## Assigned task
Make an exact copy of the lines from the one holding "hey so i need to find the shrub" through the end of the entries below, both ends kept, and of nothing else. Exclude pictures.

## Data to use
Segment Open

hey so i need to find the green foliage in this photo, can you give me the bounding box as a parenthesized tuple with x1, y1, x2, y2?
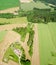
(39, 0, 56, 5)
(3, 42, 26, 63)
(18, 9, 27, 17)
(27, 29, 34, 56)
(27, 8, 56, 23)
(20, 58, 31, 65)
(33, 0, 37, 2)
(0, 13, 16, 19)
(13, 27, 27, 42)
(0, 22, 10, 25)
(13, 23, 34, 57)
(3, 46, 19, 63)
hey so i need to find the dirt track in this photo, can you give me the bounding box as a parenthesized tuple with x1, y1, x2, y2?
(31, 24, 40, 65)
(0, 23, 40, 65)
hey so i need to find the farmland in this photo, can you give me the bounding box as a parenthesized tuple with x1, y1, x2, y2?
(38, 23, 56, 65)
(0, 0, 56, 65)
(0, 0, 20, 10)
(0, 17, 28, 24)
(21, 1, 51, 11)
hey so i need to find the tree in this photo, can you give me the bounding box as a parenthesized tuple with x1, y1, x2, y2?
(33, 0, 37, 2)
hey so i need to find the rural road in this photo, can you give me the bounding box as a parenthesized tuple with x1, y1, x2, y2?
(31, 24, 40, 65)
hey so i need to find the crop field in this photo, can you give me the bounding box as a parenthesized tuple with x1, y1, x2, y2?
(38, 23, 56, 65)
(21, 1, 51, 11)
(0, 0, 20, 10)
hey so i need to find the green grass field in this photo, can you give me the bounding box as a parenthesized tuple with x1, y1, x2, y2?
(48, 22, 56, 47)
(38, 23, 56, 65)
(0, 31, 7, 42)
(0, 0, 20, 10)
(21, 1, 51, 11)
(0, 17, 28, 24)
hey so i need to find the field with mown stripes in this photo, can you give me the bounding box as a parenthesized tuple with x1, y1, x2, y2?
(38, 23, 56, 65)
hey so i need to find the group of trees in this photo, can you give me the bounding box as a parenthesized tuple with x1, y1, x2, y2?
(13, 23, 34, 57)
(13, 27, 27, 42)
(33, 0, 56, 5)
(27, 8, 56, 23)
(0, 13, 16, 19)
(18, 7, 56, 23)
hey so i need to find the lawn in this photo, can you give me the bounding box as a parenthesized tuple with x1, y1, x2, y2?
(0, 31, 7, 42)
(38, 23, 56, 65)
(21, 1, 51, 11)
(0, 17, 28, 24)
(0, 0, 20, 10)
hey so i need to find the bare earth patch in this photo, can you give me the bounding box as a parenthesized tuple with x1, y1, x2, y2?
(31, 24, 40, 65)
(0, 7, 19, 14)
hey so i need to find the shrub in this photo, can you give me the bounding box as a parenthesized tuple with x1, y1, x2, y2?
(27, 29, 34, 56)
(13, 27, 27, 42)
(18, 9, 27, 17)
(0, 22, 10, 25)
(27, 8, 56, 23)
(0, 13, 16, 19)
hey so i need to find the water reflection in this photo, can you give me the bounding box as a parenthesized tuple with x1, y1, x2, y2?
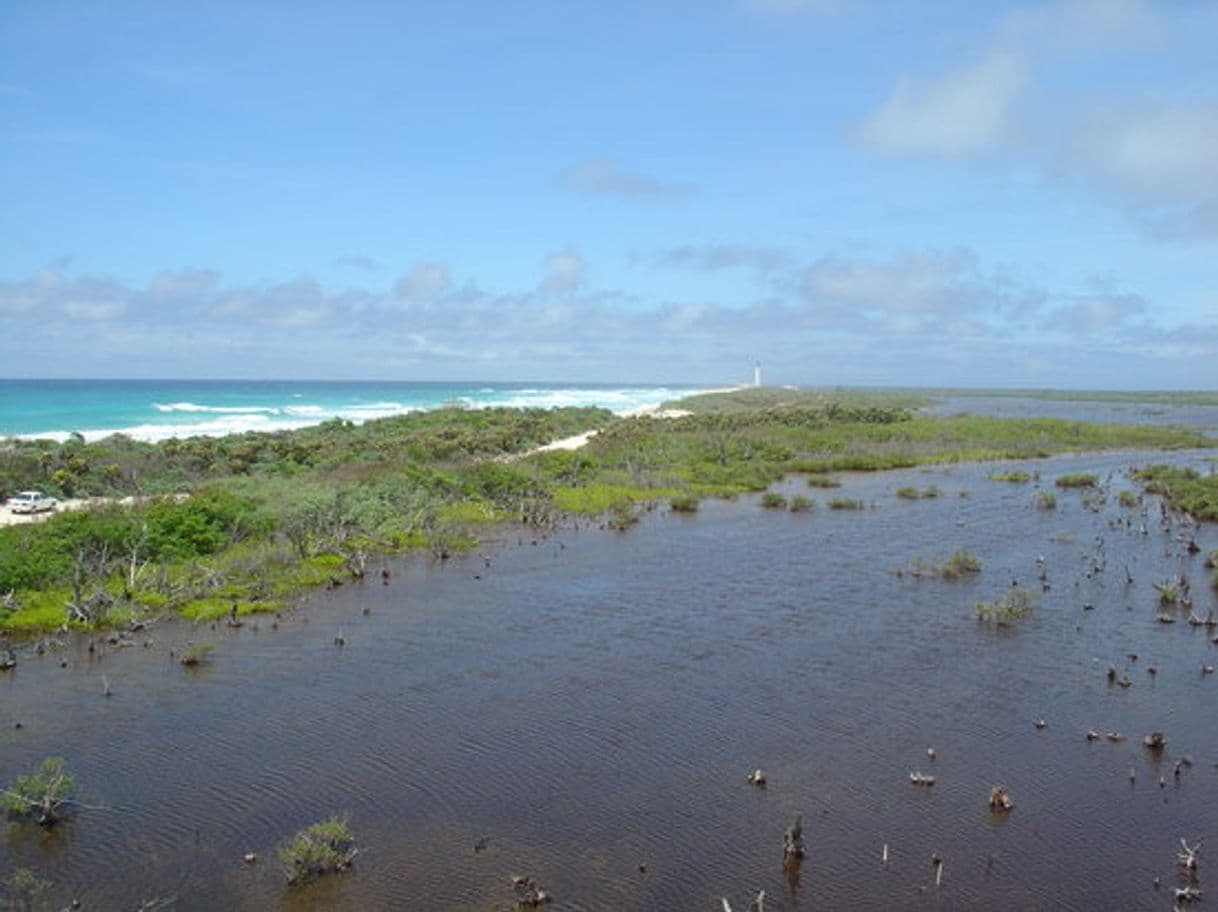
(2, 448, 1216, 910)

Segment Closed

## Solution for this task
hey so i need to find the shrub in this photo, can you give me the bounding box as a parenthesized tuple with x1, y1, x2, y2?
(27, 29, 34, 56)
(13, 27, 27, 42)
(18, 9, 27, 17)
(0, 22, 10, 25)
(27, 8, 56, 23)
(0, 13, 16, 19)
hey so i need to find the water reflection in this photo, can you give me the bounding box as a parenthesized tuple with x1, y1, x2, y2?
(2, 448, 1216, 910)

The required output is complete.